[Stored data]
((
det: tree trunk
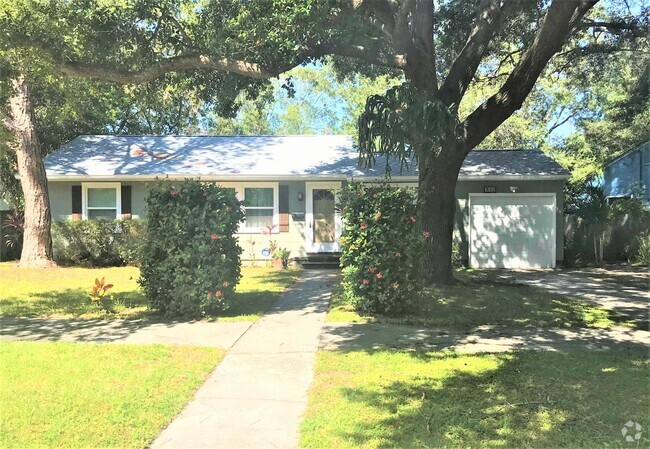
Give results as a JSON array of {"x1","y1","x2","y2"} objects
[
  {"x1": 7, "y1": 76, "x2": 56, "y2": 268},
  {"x1": 418, "y1": 141, "x2": 465, "y2": 285}
]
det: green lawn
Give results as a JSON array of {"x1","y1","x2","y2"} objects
[
  {"x1": 300, "y1": 349, "x2": 649, "y2": 448},
  {"x1": 328, "y1": 272, "x2": 635, "y2": 329},
  {"x1": 0, "y1": 341, "x2": 224, "y2": 449},
  {"x1": 0, "y1": 262, "x2": 300, "y2": 320}
]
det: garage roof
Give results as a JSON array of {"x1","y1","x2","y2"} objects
[{"x1": 44, "y1": 135, "x2": 568, "y2": 180}]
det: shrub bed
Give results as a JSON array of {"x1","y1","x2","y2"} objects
[
  {"x1": 339, "y1": 182, "x2": 425, "y2": 315},
  {"x1": 139, "y1": 180, "x2": 244, "y2": 318},
  {"x1": 52, "y1": 219, "x2": 146, "y2": 267}
]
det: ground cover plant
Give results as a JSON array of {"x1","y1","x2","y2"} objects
[
  {"x1": 300, "y1": 349, "x2": 649, "y2": 448},
  {"x1": 0, "y1": 263, "x2": 299, "y2": 321},
  {"x1": 0, "y1": 341, "x2": 223, "y2": 449}
]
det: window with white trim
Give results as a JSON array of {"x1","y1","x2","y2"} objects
[
  {"x1": 218, "y1": 183, "x2": 279, "y2": 232},
  {"x1": 82, "y1": 182, "x2": 121, "y2": 220}
]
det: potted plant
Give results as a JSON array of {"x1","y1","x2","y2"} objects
[{"x1": 272, "y1": 248, "x2": 291, "y2": 270}]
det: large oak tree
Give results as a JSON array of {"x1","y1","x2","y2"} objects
[{"x1": 1, "y1": 0, "x2": 645, "y2": 280}]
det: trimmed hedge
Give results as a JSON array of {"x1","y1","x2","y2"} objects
[
  {"x1": 52, "y1": 219, "x2": 146, "y2": 267},
  {"x1": 139, "y1": 180, "x2": 244, "y2": 318},
  {"x1": 339, "y1": 182, "x2": 425, "y2": 315}
]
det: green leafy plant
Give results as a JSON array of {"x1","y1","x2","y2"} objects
[
  {"x1": 338, "y1": 182, "x2": 425, "y2": 315},
  {"x1": 139, "y1": 180, "x2": 244, "y2": 318},
  {"x1": 636, "y1": 231, "x2": 650, "y2": 266},
  {"x1": 2, "y1": 209, "x2": 23, "y2": 259},
  {"x1": 272, "y1": 247, "x2": 291, "y2": 269},
  {"x1": 88, "y1": 277, "x2": 115, "y2": 312}
]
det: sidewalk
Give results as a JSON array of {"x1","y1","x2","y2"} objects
[{"x1": 150, "y1": 270, "x2": 337, "y2": 449}]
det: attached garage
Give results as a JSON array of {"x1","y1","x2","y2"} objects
[{"x1": 469, "y1": 193, "x2": 556, "y2": 269}]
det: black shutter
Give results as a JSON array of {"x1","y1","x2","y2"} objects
[
  {"x1": 121, "y1": 185, "x2": 132, "y2": 219},
  {"x1": 71, "y1": 185, "x2": 82, "y2": 220},
  {"x1": 279, "y1": 185, "x2": 289, "y2": 232}
]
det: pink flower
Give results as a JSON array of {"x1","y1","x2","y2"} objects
[
  {"x1": 376, "y1": 273, "x2": 383, "y2": 279},
  {"x1": 170, "y1": 189, "x2": 178, "y2": 196},
  {"x1": 362, "y1": 279, "x2": 369, "y2": 285},
  {"x1": 211, "y1": 234, "x2": 219, "y2": 240},
  {"x1": 374, "y1": 213, "x2": 381, "y2": 219},
  {"x1": 207, "y1": 292, "x2": 213, "y2": 298},
  {"x1": 215, "y1": 290, "x2": 222, "y2": 297},
  {"x1": 409, "y1": 216, "x2": 416, "y2": 222},
  {"x1": 360, "y1": 224, "x2": 368, "y2": 230},
  {"x1": 423, "y1": 231, "x2": 430, "y2": 238},
  {"x1": 223, "y1": 281, "x2": 229, "y2": 287},
  {"x1": 395, "y1": 252, "x2": 402, "y2": 257},
  {"x1": 369, "y1": 266, "x2": 376, "y2": 273},
  {"x1": 392, "y1": 283, "x2": 399, "y2": 289}
]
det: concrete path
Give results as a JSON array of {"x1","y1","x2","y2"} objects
[
  {"x1": 320, "y1": 322, "x2": 650, "y2": 353},
  {"x1": 151, "y1": 270, "x2": 336, "y2": 449},
  {"x1": 494, "y1": 267, "x2": 649, "y2": 328},
  {"x1": 0, "y1": 317, "x2": 250, "y2": 349}
]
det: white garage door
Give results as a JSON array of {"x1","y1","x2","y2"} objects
[{"x1": 469, "y1": 194, "x2": 556, "y2": 269}]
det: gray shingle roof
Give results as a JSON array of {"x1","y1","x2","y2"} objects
[{"x1": 44, "y1": 135, "x2": 568, "y2": 179}]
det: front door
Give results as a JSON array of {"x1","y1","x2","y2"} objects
[{"x1": 306, "y1": 182, "x2": 341, "y2": 252}]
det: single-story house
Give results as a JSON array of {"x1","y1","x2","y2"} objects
[
  {"x1": 43, "y1": 135, "x2": 569, "y2": 269},
  {"x1": 603, "y1": 141, "x2": 649, "y2": 203}
]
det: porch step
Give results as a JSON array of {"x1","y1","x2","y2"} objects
[{"x1": 296, "y1": 253, "x2": 341, "y2": 270}]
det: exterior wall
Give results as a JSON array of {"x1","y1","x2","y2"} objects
[
  {"x1": 48, "y1": 179, "x2": 310, "y2": 262},
  {"x1": 48, "y1": 178, "x2": 565, "y2": 265},
  {"x1": 453, "y1": 179, "x2": 565, "y2": 264},
  {"x1": 603, "y1": 142, "x2": 650, "y2": 202}
]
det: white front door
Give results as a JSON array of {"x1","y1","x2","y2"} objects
[{"x1": 306, "y1": 182, "x2": 342, "y2": 253}]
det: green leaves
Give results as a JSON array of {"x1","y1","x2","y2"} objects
[
  {"x1": 338, "y1": 182, "x2": 425, "y2": 315},
  {"x1": 139, "y1": 179, "x2": 244, "y2": 318},
  {"x1": 358, "y1": 83, "x2": 455, "y2": 174}
]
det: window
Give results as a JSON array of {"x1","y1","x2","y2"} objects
[
  {"x1": 82, "y1": 182, "x2": 121, "y2": 220},
  {"x1": 218, "y1": 183, "x2": 278, "y2": 232}
]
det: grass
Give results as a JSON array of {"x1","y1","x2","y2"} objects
[
  {"x1": 0, "y1": 262, "x2": 300, "y2": 321},
  {"x1": 327, "y1": 272, "x2": 636, "y2": 329},
  {"x1": 0, "y1": 340, "x2": 224, "y2": 449},
  {"x1": 300, "y1": 349, "x2": 649, "y2": 449}
]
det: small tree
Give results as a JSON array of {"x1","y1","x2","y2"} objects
[
  {"x1": 575, "y1": 183, "x2": 649, "y2": 265},
  {"x1": 139, "y1": 180, "x2": 244, "y2": 318}
]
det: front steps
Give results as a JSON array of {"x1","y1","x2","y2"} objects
[{"x1": 295, "y1": 252, "x2": 341, "y2": 269}]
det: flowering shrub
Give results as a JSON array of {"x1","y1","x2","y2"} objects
[
  {"x1": 139, "y1": 180, "x2": 244, "y2": 318},
  {"x1": 339, "y1": 182, "x2": 425, "y2": 315}
]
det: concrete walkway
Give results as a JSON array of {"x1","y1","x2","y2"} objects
[
  {"x1": 0, "y1": 317, "x2": 250, "y2": 349},
  {"x1": 151, "y1": 270, "x2": 336, "y2": 449}
]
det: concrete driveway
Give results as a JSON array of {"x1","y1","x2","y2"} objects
[{"x1": 498, "y1": 267, "x2": 649, "y2": 328}]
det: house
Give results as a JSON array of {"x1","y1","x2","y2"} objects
[
  {"x1": 43, "y1": 135, "x2": 569, "y2": 269},
  {"x1": 603, "y1": 141, "x2": 650, "y2": 203}
]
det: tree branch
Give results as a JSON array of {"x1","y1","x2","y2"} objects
[
  {"x1": 440, "y1": 0, "x2": 514, "y2": 106},
  {"x1": 462, "y1": 0, "x2": 599, "y2": 151},
  {"x1": 315, "y1": 42, "x2": 407, "y2": 68},
  {"x1": 58, "y1": 53, "x2": 277, "y2": 83}
]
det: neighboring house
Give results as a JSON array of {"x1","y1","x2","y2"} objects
[
  {"x1": 43, "y1": 135, "x2": 569, "y2": 269},
  {"x1": 603, "y1": 141, "x2": 650, "y2": 203}
]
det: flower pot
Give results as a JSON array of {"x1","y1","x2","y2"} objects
[{"x1": 272, "y1": 259, "x2": 284, "y2": 270}]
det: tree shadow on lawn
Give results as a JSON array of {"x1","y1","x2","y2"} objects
[
  {"x1": 327, "y1": 350, "x2": 649, "y2": 449},
  {"x1": 391, "y1": 279, "x2": 640, "y2": 330},
  {"x1": 0, "y1": 270, "x2": 300, "y2": 322},
  {"x1": 0, "y1": 289, "x2": 149, "y2": 319}
]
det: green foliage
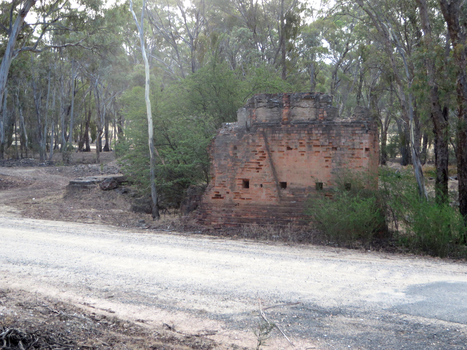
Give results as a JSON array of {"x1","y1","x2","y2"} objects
[
  {"x1": 253, "y1": 318, "x2": 275, "y2": 350},
  {"x1": 117, "y1": 55, "x2": 302, "y2": 207},
  {"x1": 307, "y1": 192, "x2": 386, "y2": 245},
  {"x1": 380, "y1": 168, "x2": 466, "y2": 258},
  {"x1": 386, "y1": 135, "x2": 400, "y2": 159},
  {"x1": 307, "y1": 167, "x2": 467, "y2": 258},
  {"x1": 406, "y1": 200, "x2": 465, "y2": 257},
  {"x1": 117, "y1": 59, "x2": 244, "y2": 207},
  {"x1": 306, "y1": 170, "x2": 385, "y2": 246}
]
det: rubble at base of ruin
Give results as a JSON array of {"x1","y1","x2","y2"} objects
[{"x1": 197, "y1": 92, "x2": 379, "y2": 227}]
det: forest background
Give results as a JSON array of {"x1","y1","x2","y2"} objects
[{"x1": 2, "y1": 0, "x2": 467, "y2": 256}]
))
**Task objective**. Every line from the line containing "det: trimmed hedge" through the line containing "det: pink flower" in the records above must be retyped exactly. Leave out the rest.

**Answer to this task**.
det: trimmed hedge
Give results as a JSON array of {"x1","y1","x2","y2"} objects
[
  {"x1": 52, "y1": 219, "x2": 146, "y2": 267},
  {"x1": 139, "y1": 180, "x2": 244, "y2": 318},
  {"x1": 339, "y1": 182, "x2": 425, "y2": 315}
]
det: green leafy plant
Give results as a JSON array of {"x1","y1","x2","y2"} objects
[
  {"x1": 338, "y1": 182, "x2": 425, "y2": 315},
  {"x1": 139, "y1": 180, "x2": 244, "y2": 318},
  {"x1": 636, "y1": 231, "x2": 650, "y2": 266},
  {"x1": 2, "y1": 209, "x2": 23, "y2": 259},
  {"x1": 272, "y1": 247, "x2": 291, "y2": 269},
  {"x1": 88, "y1": 277, "x2": 115, "y2": 312}
]
det: sidewalk
Give results as a JSON array of {"x1","y1","x2","y2"} objects
[{"x1": 150, "y1": 270, "x2": 337, "y2": 449}]
det: attached garage
Give results as a JSON array of {"x1","y1","x2","y2"} objects
[{"x1": 469, "y1": 193, "x2": 556, "y2": 269}]
det: black shutter
Give results as a JSON array of {"x1","y1","x2","y2"} objects
[
  {"x1": 121, "y1": 185, "x2": 132, "y2": 219},
  {"x1": 71, "y1": 185, "x2": 82, "y2": 220},
  {"x1": 279, "y1": 185, "x2": 289, "y2": 232}
]
det: pink flower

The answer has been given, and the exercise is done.